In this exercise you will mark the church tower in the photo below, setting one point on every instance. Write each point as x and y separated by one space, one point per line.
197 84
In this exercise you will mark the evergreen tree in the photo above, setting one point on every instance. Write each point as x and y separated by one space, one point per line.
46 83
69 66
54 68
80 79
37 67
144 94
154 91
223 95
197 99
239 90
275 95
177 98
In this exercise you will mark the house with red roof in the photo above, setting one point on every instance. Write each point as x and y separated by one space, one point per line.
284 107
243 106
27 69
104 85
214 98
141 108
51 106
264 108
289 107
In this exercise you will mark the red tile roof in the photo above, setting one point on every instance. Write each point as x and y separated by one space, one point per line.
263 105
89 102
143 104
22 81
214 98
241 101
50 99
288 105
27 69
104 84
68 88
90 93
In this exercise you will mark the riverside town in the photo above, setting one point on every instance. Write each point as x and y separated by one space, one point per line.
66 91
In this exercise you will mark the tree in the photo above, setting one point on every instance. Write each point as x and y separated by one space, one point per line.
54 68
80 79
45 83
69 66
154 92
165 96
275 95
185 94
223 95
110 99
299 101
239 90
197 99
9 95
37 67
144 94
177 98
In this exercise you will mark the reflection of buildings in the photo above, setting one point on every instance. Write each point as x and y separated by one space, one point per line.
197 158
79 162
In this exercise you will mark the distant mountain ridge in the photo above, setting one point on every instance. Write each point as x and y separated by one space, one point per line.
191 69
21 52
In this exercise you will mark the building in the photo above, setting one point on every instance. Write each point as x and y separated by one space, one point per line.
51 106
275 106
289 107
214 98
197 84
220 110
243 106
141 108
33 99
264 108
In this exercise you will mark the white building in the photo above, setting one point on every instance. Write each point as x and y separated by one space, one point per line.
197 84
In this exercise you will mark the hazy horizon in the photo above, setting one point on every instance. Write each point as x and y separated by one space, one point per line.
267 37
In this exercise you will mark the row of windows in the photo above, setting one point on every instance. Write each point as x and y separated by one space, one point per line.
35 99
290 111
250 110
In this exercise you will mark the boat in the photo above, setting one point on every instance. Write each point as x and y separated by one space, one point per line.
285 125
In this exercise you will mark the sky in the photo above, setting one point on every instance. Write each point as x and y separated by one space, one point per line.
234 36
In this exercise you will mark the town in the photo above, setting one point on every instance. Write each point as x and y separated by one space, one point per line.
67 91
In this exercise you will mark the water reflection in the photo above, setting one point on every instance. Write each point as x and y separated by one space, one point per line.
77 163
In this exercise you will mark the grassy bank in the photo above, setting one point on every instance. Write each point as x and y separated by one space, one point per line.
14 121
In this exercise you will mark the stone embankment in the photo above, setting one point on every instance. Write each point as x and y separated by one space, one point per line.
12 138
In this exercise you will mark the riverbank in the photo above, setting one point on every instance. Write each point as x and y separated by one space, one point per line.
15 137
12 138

=-=-=

▸ **Task instructions**:
Switch "evergreen tree" to "pine tree" wherever it appears in the lines above, and write out all the lines again with nothing else changed.

▸ **Exercise solution**:
In this exercise you will mark the church tower in the photo below, setting one point on every instance. Write each point as x and y separated by one space, one point per line.
197 84
In this exercise you will mark the pine tree in the photo above, setting one point on every instance. Write each point as x and y separated by one space, one point per line.
46 83
69 66
54 68
80 79
37 67
144 94
154 91
223 95
197 99
239 90
275 95
177 98
In this exercise you will mark the house with red roof in the photo above, setting one point on every instance. Write each point as x and y separated by one space, one point per line.
284 107
243 106
27 69
104 85
214 98
141 108
51 106
264 108
289 107
In this exercise you will mark the red tile roof in the photo above, setting one point on every instance. Write each point as x and y separated by one space, one point per line.
263 105
89 102
143 104
22 81
214 98
241 101
50 99
288 105
27 69
104 84
68 88
90 93
In this exercise you will mark the riverside town in the photo above, setting one point on every instance. Write each point as x and y separated by one space, one point per line.
66 91
In this exercise you will mark the tree in the photo above, setting one point on every instance. Write each point as x and y separated by one space, one point per line.
54 68
80 79
45 83
69 66
154 92
165 96
275 95
185 94
223 95
110 99
299 101
239 90
197 99
9 95
37 67
144 94
177 98
In this exercise you will mark the reflection of buildings in the photo above, setting one point on every instance. Write each point as x and y separated by one space, one point per line.
197 158
79 162
In this exercise you will mark the distant mountain ridge in the photo above, setting one point on every instance. Write each point as x and y separated by one space, one point per line.
191 69
21 52
In this exercise you will mark the building in the photo above, setting one point on every instance. Write each point as x and y separated by one space, one point per line.
51 106
275 106
289 107
214 98
197 84
220 110
243 106
141 108
33 99
264 108
In this exercise you will mark the white building in the photo above, setting one point on every instance. Write each point as x and y separated by one space, one point per line.
197 84
In this exercise you will mark the hazy horizon in the photo above, setting one point on every instance. Write each point as x and y separated by one space, one point per line.
267 37
In this exercise you will mark the row of windows in the photo above, setting one point on every instance. Write each point as x and y separated by one space, one point per line.
35 99
290 111
250 110
In this exercise you will mark the boat in the photo above, setting one point on every instance. Write each point as x and y separated by one space, one point per line.
285 125
In this exercise you will mark the sky in the photo above, setting one point on every instance. Write each point as x and y separated by one space, one point per line.
234 36
In this exercise you will mark the town in the photo above, setting one point on every instance. Write each point as x and y separated by one space, one point per line.
67 91
In this exercise you will mark the water reflection in the photo above, setting one point on every instance. Write each point as x and y separated by one space, one point per line.
77 163
In this exercise you will mark the grassy bank in the photo above, setting one point on every instance. Write each point as x and y separated by one space, one point per line.
14 121
In this exercise you will mark the stone embankment in the photo above, setting one point on every instance. Write each point as x and y separated by one space, one point per line.
12 138
In this exercise you will mark the riverbank in the photo above, setting one point on every instance. Write each point as x and y separated by one space, one point per line.
15 137
12 138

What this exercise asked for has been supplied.